*Exercise prompt*
Please update the listing below, from the line containing "Target: utility pole" through the end, inclusive, by replacing "wooden" with "timber" and leaving everything else unchanged. Give back only those lines.

*Dataset content*
-- Start --

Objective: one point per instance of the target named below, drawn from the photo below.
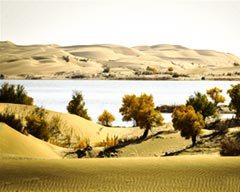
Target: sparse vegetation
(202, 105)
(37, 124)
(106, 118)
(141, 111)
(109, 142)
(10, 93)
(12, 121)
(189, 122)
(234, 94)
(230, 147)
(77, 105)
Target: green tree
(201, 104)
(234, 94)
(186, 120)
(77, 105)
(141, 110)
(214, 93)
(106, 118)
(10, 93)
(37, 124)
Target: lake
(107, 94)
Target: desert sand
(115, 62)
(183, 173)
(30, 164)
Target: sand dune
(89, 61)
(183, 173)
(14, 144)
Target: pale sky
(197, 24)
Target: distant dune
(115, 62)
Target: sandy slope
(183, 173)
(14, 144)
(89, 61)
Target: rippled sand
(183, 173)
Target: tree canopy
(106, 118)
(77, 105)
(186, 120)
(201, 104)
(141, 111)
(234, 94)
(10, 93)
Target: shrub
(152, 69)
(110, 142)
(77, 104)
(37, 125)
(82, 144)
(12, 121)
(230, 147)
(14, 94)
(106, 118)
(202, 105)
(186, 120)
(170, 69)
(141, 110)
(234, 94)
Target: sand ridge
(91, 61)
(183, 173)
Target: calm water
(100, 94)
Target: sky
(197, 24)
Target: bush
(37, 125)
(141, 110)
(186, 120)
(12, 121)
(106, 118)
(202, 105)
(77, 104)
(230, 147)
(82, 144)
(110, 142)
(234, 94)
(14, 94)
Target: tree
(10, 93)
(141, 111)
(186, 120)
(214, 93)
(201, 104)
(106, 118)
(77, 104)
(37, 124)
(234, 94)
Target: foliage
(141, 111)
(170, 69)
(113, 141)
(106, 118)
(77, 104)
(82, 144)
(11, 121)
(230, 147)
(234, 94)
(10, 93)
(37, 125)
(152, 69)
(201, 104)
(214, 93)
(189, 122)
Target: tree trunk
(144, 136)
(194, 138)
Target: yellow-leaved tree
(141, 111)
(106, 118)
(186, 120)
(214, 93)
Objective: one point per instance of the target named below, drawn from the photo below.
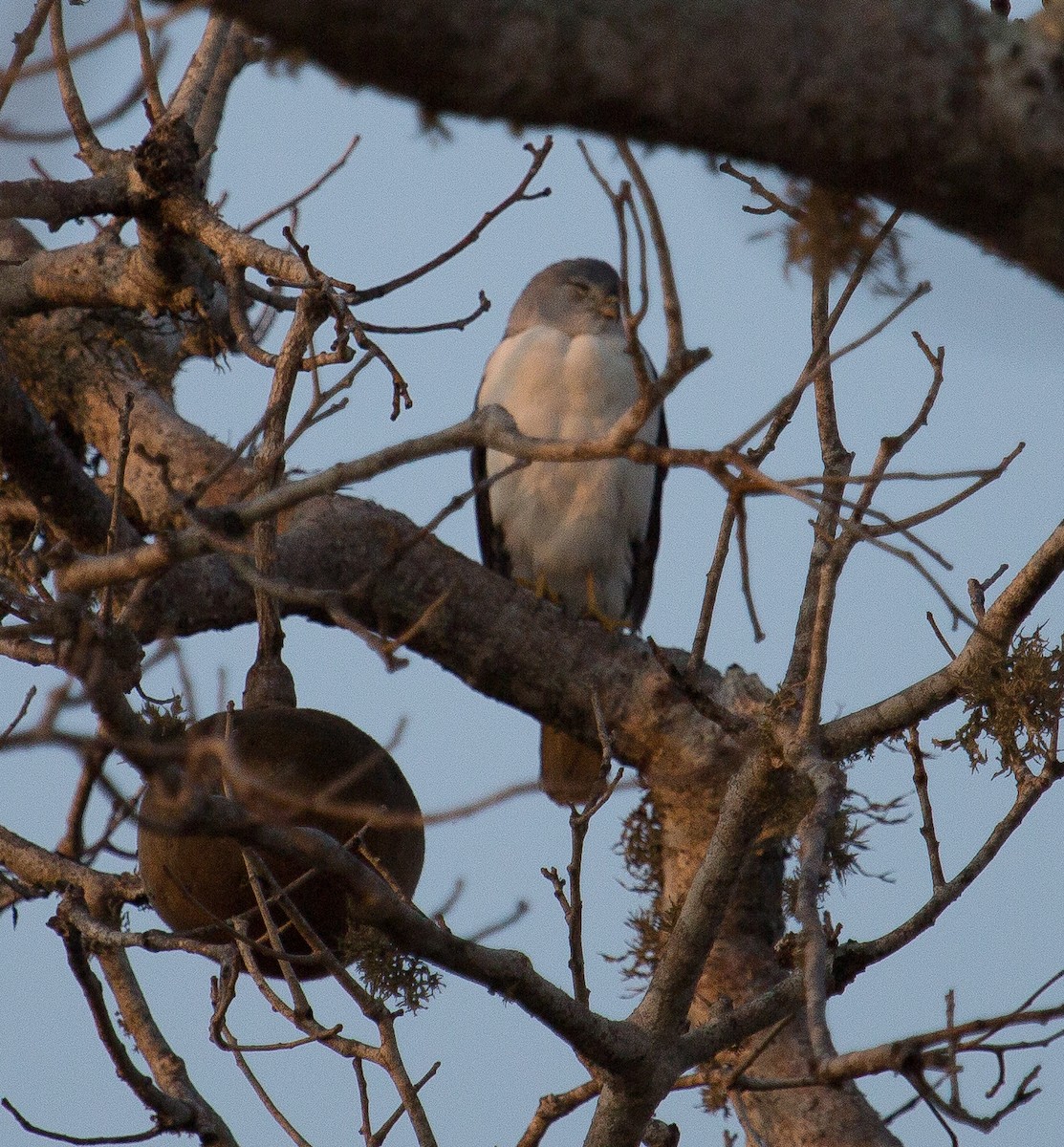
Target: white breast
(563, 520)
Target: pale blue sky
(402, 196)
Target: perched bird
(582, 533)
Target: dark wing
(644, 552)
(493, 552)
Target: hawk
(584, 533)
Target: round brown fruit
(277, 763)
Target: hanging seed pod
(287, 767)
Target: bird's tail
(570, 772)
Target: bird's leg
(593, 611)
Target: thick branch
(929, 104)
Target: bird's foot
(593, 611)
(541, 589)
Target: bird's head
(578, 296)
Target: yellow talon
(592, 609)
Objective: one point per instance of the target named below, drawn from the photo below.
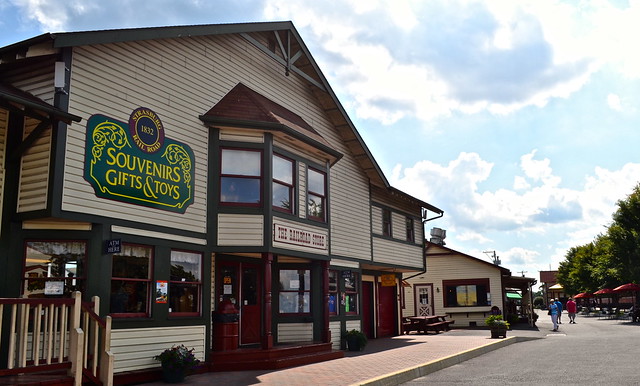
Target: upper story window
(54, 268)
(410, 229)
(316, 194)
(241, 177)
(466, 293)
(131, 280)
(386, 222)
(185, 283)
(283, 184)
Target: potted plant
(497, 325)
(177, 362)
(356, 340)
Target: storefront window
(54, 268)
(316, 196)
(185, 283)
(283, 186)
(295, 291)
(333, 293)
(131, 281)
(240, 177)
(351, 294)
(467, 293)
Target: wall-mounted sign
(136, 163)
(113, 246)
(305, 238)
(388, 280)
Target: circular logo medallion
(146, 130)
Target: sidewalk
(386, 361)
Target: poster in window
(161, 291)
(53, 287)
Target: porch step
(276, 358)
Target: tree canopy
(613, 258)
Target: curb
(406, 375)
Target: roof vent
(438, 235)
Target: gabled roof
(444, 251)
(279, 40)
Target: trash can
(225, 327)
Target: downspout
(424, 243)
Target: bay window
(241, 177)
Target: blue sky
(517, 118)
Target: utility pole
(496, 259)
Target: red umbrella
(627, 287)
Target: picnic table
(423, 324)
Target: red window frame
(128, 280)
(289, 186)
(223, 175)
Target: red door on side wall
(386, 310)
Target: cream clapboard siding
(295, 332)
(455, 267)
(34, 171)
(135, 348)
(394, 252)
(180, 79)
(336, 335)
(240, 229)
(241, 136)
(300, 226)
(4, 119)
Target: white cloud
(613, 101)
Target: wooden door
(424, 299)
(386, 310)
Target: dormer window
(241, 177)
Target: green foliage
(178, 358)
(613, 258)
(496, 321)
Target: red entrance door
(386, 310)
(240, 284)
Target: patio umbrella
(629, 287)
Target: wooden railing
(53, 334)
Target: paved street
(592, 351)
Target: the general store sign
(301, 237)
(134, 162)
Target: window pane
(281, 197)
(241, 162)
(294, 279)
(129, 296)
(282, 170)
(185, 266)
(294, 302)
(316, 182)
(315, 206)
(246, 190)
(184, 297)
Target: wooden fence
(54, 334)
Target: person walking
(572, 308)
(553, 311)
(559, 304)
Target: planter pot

-- End --

*Task output*
Target: utility pole
(496, 259)
Target: red umbrella
(627, 287)
Target: picnic table
(423, 324)
Target: red window frame
(128, 280)
(289, 186)
(223, 175)
Target: red door on side wall
(386, 310)
Target: cream clapboard siding
(295, 332)
(455, 267)
(34, 171)
(135, 348)
(394, 252)
(180, 79)
(336, 335)
(240, 229)
(241, 136)
(300, 226)
(4, 119)
Target: white cloud
(613, 101)
Target: timber door
(424, 299)
(386, 310)
Target: dormer window
(241, 177)
Target: green foliage
(178, 358)
(613, 258)
(496, 321)
Target: red entrance door
(386, 310)
(240, 284)
Target: patio umbrella
(629, 287)
Target: timber railing
(53, 334)
Target: paved street
(592, 351)
Target: the general store sign
(301, 237)
(134, 162)
Target: window pane
(281, 197)
(241, 162)
(294, 279)
(129, 296)
(282, 170)
(185, 266)
(294, 302)
(316, 182)
(315, 206)
(246, 190)
(184, 297)
Target: timber fence
(54, 334)
Target: person walking
(572, 308)
(553, 311)
(559, 304)
Target: planter pot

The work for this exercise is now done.